===== Supplied data

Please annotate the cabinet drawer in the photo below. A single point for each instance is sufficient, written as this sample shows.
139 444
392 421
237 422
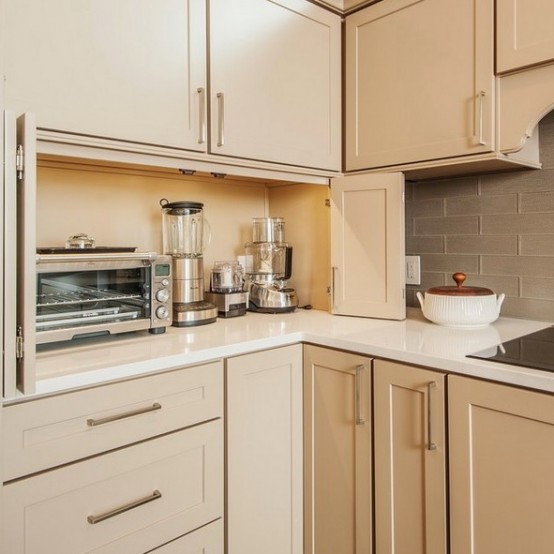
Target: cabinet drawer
45 433
206 540
174 481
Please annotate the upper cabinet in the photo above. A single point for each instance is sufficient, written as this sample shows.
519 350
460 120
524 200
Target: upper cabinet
275 82
419 81
134 71
133 76
523 33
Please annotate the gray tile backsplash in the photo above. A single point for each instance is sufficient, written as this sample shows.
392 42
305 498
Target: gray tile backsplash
496 228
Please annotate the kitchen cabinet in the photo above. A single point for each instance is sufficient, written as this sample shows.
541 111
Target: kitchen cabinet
523 34
410 459
264 452
127 500
501 458
419 81
275 78
123 467
134 73
337 443
135 79
367 246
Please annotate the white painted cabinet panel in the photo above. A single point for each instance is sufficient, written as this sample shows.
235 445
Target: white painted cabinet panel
523 33
419 81
367 245
264 452
410 459
130 500
337 446
133 70
275 78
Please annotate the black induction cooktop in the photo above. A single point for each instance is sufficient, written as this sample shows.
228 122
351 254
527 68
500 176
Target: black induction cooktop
535 350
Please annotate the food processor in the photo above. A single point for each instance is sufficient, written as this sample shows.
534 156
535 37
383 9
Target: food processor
270 266
185 235
226 289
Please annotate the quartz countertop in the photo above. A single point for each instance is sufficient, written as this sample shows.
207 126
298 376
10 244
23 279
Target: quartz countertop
413 340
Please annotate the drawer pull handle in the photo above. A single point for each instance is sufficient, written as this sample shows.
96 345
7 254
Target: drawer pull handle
97 519
95 422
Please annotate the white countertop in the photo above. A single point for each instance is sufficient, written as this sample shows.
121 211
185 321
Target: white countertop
414 340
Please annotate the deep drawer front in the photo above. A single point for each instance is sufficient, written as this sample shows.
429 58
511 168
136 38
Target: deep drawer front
48 432
131 500
207 540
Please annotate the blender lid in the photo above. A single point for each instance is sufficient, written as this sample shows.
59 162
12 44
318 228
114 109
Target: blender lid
181 205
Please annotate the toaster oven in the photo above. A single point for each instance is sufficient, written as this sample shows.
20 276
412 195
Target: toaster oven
83 293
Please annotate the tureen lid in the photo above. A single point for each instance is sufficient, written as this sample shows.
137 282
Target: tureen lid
459 289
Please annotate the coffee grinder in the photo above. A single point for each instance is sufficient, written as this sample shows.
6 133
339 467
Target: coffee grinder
185 236
271 267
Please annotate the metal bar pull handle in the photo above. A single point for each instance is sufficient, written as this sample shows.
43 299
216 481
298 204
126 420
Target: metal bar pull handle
95 422
431 445
201 115
358 395
482 95
221 119
107 515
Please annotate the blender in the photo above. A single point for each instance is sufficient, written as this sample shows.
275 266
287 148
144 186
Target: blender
185 236
270 266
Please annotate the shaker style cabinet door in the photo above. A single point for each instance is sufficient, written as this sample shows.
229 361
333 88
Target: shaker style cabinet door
523 33
337 452
275 78
419 81
367 246
131 70
264 452
501 468
410 460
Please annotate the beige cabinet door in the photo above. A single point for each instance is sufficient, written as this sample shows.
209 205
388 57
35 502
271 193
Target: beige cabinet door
523 33
410 460
501 461
337 452
367 246
264 452
419 81
133 70
275 78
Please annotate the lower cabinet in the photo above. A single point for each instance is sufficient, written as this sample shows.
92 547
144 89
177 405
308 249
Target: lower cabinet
130 500
410 460
264 452
501 468
337 439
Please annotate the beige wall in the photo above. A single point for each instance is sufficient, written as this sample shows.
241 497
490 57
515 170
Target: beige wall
499 229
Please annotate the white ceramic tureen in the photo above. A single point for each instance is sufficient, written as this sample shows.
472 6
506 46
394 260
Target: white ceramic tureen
459 306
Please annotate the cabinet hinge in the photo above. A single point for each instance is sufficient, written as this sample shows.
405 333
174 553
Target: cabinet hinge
19 161
19 344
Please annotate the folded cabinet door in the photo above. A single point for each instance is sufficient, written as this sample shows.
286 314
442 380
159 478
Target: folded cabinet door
367 246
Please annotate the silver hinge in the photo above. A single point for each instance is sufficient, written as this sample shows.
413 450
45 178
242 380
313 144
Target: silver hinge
19 161
19 344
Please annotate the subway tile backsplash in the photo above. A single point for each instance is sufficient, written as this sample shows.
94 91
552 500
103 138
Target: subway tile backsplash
496 228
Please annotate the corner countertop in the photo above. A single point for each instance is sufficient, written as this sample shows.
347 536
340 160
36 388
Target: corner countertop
413 340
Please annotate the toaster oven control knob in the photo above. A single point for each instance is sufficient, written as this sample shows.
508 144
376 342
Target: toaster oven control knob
162 295
162 312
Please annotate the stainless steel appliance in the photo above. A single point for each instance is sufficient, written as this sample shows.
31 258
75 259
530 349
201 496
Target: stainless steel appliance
185 235
271 267
535 350
89 292
226 289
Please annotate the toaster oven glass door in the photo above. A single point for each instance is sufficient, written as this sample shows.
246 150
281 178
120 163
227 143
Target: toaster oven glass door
79 299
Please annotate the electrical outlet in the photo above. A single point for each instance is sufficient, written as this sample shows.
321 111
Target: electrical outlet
413 270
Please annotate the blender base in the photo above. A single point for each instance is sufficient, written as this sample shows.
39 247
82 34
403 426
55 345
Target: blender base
191 314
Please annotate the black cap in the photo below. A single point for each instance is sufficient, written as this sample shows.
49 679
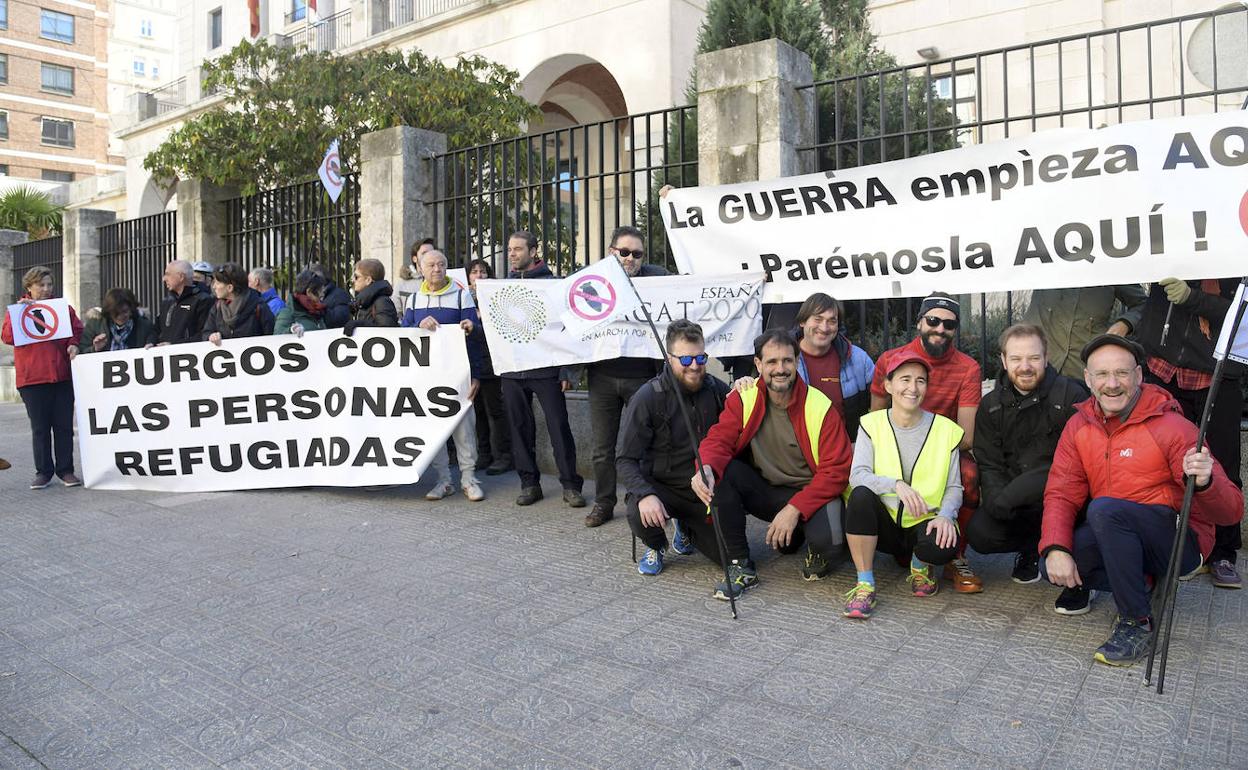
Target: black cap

==========

Set down every entry word for word, but omit the pictures.

* Written solution *
Please annotate the cabinet drawer in the photo below. A single point for each instance is sufficient, written as this sample shows.
139 444
392 421
237 422
Target: cabinet drawer
45 433
206 540
174 481
Please annotate the upper cabinet in the photo above. A single point for each instance is sufficient, written as this sample shows.
519 350
460 120
524 200
Target: upper cabinet
275 82
419 81
134 71
133 76
523 33
Please annotate the gray tile backsplash in the photo above. A single point for each instance is sufficient, written as this sample shows.
392 42
305 498
Target: gray tile backsplash
496 228
Please annotate the kitchen cabinet in the photo above. A single point for each instance is sufficient, written as this sample shows.
541 111
Target: kitchen cabinet
523 34
410 459
264 452
127 500
501 458
419 81
275 78
123 467
134 73
337 443
135 79
367 246
Please annotate the white painted cabinet panel in the photo above. A single point for each instance is sufficient, written as this sample shows.
235 445
Target: white painted cabinet panel
523 33
419 81
367 245
264 452
410 459
130 500
337 446
133 70
275 78
Please annotate the black induction cooktop in the photo above. A single point for each instance is sufficient, written as this sample shows.
228 122
351 254
527 68
500 176
Target: black induction cooktop
535 350
Please annotate the food processor in the photo above. A single point for each instance is sufficient, written as this sample shows.
534 156
535 37
383 9
Target: food processor
270 266
185 235
226 289
Please annotate the quartz countertop in the photo above. A single point for each instance is sufficient, written as this sample shows.
207 126
298 376
10 244
23 279
Target: quartz countertop
413 340
Please annotate the drawer pull handle in the photo above. A single point for each instance is sufficient, written as this sample shows.
96 345
7 254
Target: drawer pull handle
97 519
95 422
Please annotate the white countertop in the photo above. A single point for each instance is sufficient, written as this sample shows.
121 211
185 321
Target: white countertop
414 340
Please annotate the deep drawer front in the photo above. A single point for each instance is sufficient, written as this sample shows.
429 58
511 168
136 38
Target: deep drawer front
48 432
131 500
207 540
Please annotate the blender lid in the photo above. A single point for each instance is sufficient, written as this sample shows.
59 162
12 44
318 228
114 109
Target: blender lid
181 205
Please annotate the toaster oven in the photo above. A single point for each instance is sufficient, written as this sample shows.
20 276
412 195
Target: toaster oven
83 293
Please annotate the tureen lid in the photo above. A single point for each instance is sufficient, written as this sample shows.
137 282
Target: tureen lid
459 289
Please annotate the coffee grinder in the photo above. A single point for each instance is sufficient, written as this sample shows.
6 133
339 467
Target: coffee grinder
185 236
271 267
Please annotate the metal bar pull handle in the photo above. A single point for each instance is sufficient, written as this sample shows.
43 299
216 481
298 204
126 420
Target: metal bar pull handle
95 422
431 445
201 115
358 395
482 95
221 119
107 515
Please annotate the blender in the photo above. A single point for each instance is sufficient, written as this sample shows.
275 266
287 148
144 186
Target: blender
185 236
270 266
Please annotate the shaker style cabinet door in the photo above. A single point for each instance is sufficient, written as this sample shows.
229 361
333 88
Target: shaker style cabinet door
523 33
337 452
275 78
419 81
367 246
131 70
264 452
501 468
410 460
Please annotate the beige cabinet door in the photo above. A single point for each instance is sufficient, written as this sample shows.
209 205
388 57
35 502
271 193
Target: beige cabinet door
523 33
410 460
501 461
337 452
367 246
264 452
419 81
133 70
275 78
Please annotate the lower cabinet in the photo above. A single point for each instance is sufficient, written as this sample shows.
92 547
144 89
177 405
308 249
Target: lower cabinet
130 500
410 460
264 452
501 468
337 439
Please annotate the beige wall in the photo above. A single point for each instance is sufficient, written as this sample shows.
241 497
490 57
515 170
Target: beige wall
499 229
Please annotate the white ceramic tureen in the photo above. A single point for each instance is sufficient, written as this sample shows.
472 6
506 46
394 260
Target: white ceramic tureen
459 306
Please annotate the cabinet hinge in the photo above. A single point for each instance is sufficient, written as this sample shows.
405 333
174 553
Target: cabinet hinge
19 161
19 344
Please annotate the folded cabinet door in the photo above. A single point for each instance is sufficient, written as this sample shows.
286 314
442 380
159 478
Target: folded cabinet door
367 246
Please annotate the silver hinge in the photo above. A single point for each instance is sufficient, written as this sample shows.
413 450
45 178
242 380
313 144
Target: silver hinge
19 161
19 344
Please annotate the subway tile backsplash in the photo above. A single point for each instance is sufficient, written as this sample shows.
94 91
552 500
103 138
Target: subway tile backsplash
496 228
Please annotate the corner countertop in the photo above. A single point for each instance is sufficient, written as this sample shows.
347 536
340 160
36 388
Target: corner countertop
413 340
Please annotate the toaster oven control knob in the photo above. A single point for each instance is sufficient, written as this sample shows.
508 144
376 342
Target: toaster oven control knob
162 295
162 312
Please annotate the stainless steel appliance in the photo above. A single point for each instance is sufficient, written as this sample shows.
31 258
75 259
530 349
201 496
Target: stainless steel appliance
185 235
271 267
535 350
89 292
226 289
Please annotate the toaster oven glass door in the photo above. A single point for each instance is sufficient, written as this sample shows.
246 150
281 178
120 163
227 143
Target: toaster oven glass door
79 299
Please annotate the electrical outlet in the photo above. A single point for each instance is sufficient, written as this sample shows.
321 111
Target: electrical outlet
413 270
Please annotate the blender base in the photo above. A single point for each instance is sufficient, written as this sample shows.
39 247
82 34
403 426
55 345
Target: blender base
191 314
Please annotate the black cap in the photo below. A single point for each instance is sufficient, written as this sample shows.
49 679
Target: black cap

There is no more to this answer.